### Excerpted passage

┌──

Replaces the value of the element with the (unicode) value.

The default implementation is only supported for elements where mixed content is permitted (IsMixed()) and only affects the internally maintained list of children. Elements with more complex mixed models MUST override this method.

If value is None then the element becomes empty.

Derived classes may allow more complex values to be set, such as values of basic python types or class instances depending on the element type being represented in the application.

ValidationError(msg, data=None, aname=None)

Indicates that a validation error occurred in this element.

An error message indicates the nature of the error.

The data that caused the error may be given in data.

Furthermore, the attribute name may also be given indicating that the offending data was in an attribute of the element and not the element itself.

SortNames(nameList)

Given a list of element or attribute names, sorts them in a predictable order

The default implementation assumes that the names are strings or unicode strings so uses the default sort method.

Copy(parent=None)

Creates a new instance of this element which is a deep copy of this one.

parent is the parent node to attach the new element to. If it is None then a new orphan element is created.

This method mimics the process of serialisation and deserialisation (without the need to generate markup). As a result, element attributes are serialised and deserialised to strings during the copy process.

GetBase()

└──

### Entries shown
┌──

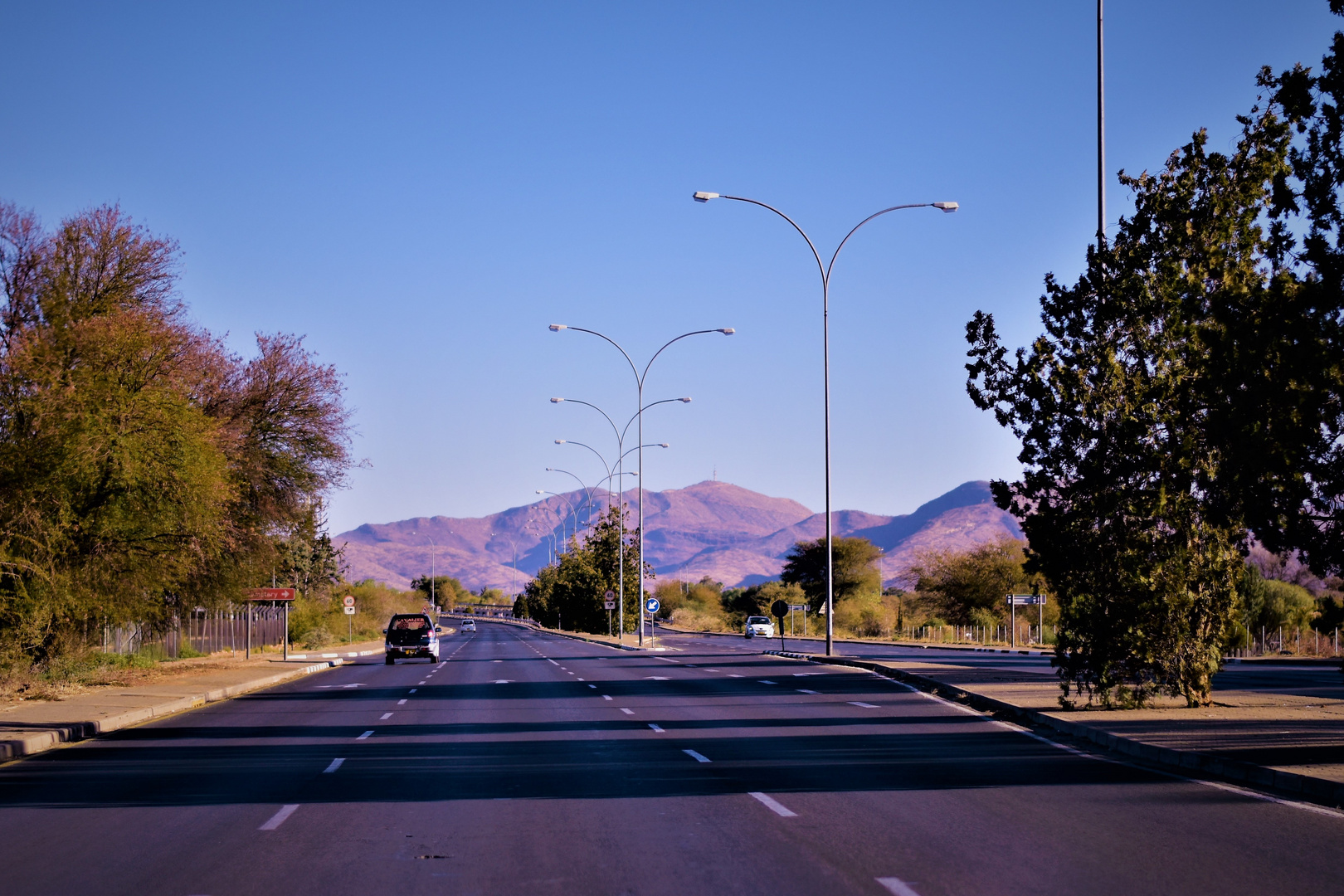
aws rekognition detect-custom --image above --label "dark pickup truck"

└──
┌──

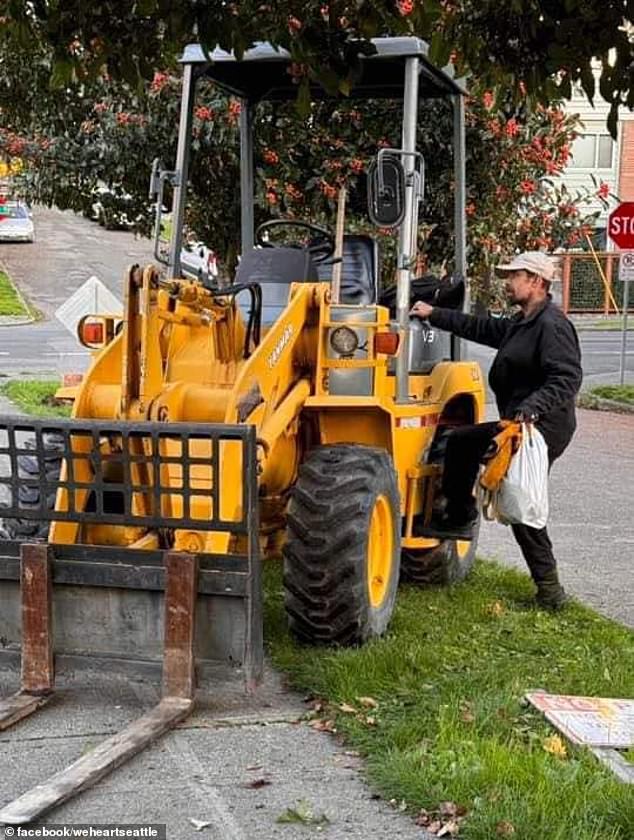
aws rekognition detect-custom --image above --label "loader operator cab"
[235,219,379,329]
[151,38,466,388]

└──

### To be done
1. In the element class documentation, set down the passage starting at "Replaces the value" and ending at "override this method.".
2. Render this sentence from the element class documentation into Spanish: "If value is None then the element becomes empty."
3. Extend the element class documentation past its final line, "GetBase()".

### Task-by-task answers
1.
Replaces the value of the element with the (unicode) value.

The default implementation is only supported for elements where mixed content is permitted (IsMixed()) and only affects the internally maintained list of children. Elements with more complex mixed models MUST override this method.

2. Si value es None, el elemento queda vacío.

3.
Returns the value of the xml:base attribute as a string.

SetBase(base)

Sets the value of the xml:base attribute from a string.

Changing the base of an element effects the interpretation of all relative URIs in this element and its children.

ResolveBase()

Returns a fully specified URI for the base of the current element.

The URI is calculated using any xml:base values of the element or its ancestors and ultimately relative to the baseURI.

If the element is not contained by a Document, or the document does not have a fully specified baseURI then the return result may be a relative path or even None, if no base information is available.

ResolveURI(uriref)

Resolves a URI reference in the current context.

uriref
A pyslet.rfc2396.URI instance or a string

The argument is resolved relative to the xml:base values of the element’s ancestors and ultimately relative to the document’s baseURI. Ther result may still be a relative URI, there may be no base set or the base may only be known in relative terms.

RelativeURI(href)

Returns href expressed relative to the element’s base.

If href is a relative URI then it is converted to a fully specified URL by interpreting it as being the URI of a file expressed relative to the current working directory.

If the element does not have a fully-specified base URL then href is returned as a fully-specified URL itself.

GetLang()

Returns the value of the xml:lang attribute as a string.

SetLang(lang)

Sets the value of the xml:lang attribute from a string.

See ResolveLang() for how to obtain the effective language of an element.

ResolveLang()

Returns the effective language for the current element.

The language is resolved using the xml:lang value of the element or its ancestors. If no xml:lang is in effect then None is returned.

PrettyPrint()

Indicates if this element’s content should be pretty-printed.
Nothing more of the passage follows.